— START OF Records —

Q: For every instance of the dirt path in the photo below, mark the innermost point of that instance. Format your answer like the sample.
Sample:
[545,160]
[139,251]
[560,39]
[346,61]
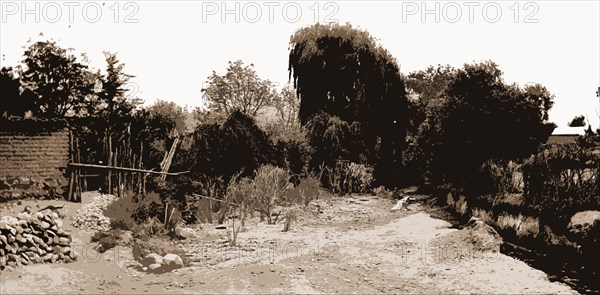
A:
[348,245]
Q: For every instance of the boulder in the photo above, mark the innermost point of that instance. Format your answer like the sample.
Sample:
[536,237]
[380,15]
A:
[152,258]
[483,237]
[583,222]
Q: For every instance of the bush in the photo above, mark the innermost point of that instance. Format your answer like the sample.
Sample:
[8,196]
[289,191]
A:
[350,178]
[270,186]
[561,180]
[224,150]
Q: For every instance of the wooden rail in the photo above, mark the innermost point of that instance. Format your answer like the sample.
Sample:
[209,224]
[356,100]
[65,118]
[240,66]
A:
[81,165]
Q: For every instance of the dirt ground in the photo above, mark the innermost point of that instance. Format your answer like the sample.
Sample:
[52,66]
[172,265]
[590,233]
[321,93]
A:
[337,245]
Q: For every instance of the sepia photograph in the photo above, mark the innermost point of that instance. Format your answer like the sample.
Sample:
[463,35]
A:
[300,147]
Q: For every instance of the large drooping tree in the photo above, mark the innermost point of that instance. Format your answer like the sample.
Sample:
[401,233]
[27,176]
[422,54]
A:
[343,71]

— END OF Records —

**Brief**.
Copy all of the rows above word for word, but leave the pictures out.

**Solution**.
Q: For every instance of the dirt path in the photo below, mark the innermost point of that instance. Format your answer like the sample.
Sample:
[545,160]
[139,251]
[560,39]
[346,61]
A:
[348,245]
Q: For every instance of the boulder in the photo above, mark the innermost point of that instance. Format your answer like the sample.
Sample:
[536,237]
[380,15]
A:
[152,258]
[483,237]
[583,222]
Q: For every instance of the bush in the photo above, mark the innermost point of that instance. Format your answer like the sample.
Sample:
[8,196]
[289,191]
A:
[350,178]
[270,186]
[561,180]
[224,150]
Q: For every instance of the wooden rail in the photo above, mark the innermost point of that instance. Format your answer like the sample.
Sample:
[209,224]
[356,100]
[65,118]
[240,66]
A:
[81,165]
Q: For every instance of the dirt ground in the photo above, mark the innermost point of that instance. Format your answer like the sample.
Sample:
[52,66]
[172,265]
[590,233]
[321,93]
A:
[337,245]
Q: For every instance of the sepia photograph in the photo above, mark the innermost point of that instance. Format your answer like the sample.
Sample:
[463,35]
A:
[300,147]
Q: For every instance of the large drooping tree in the photo above, mark the innermost point of that instance. Format your answer like the sample.
Sample:
[401,233]
[27,176]
[422,54]
A:
[343,71]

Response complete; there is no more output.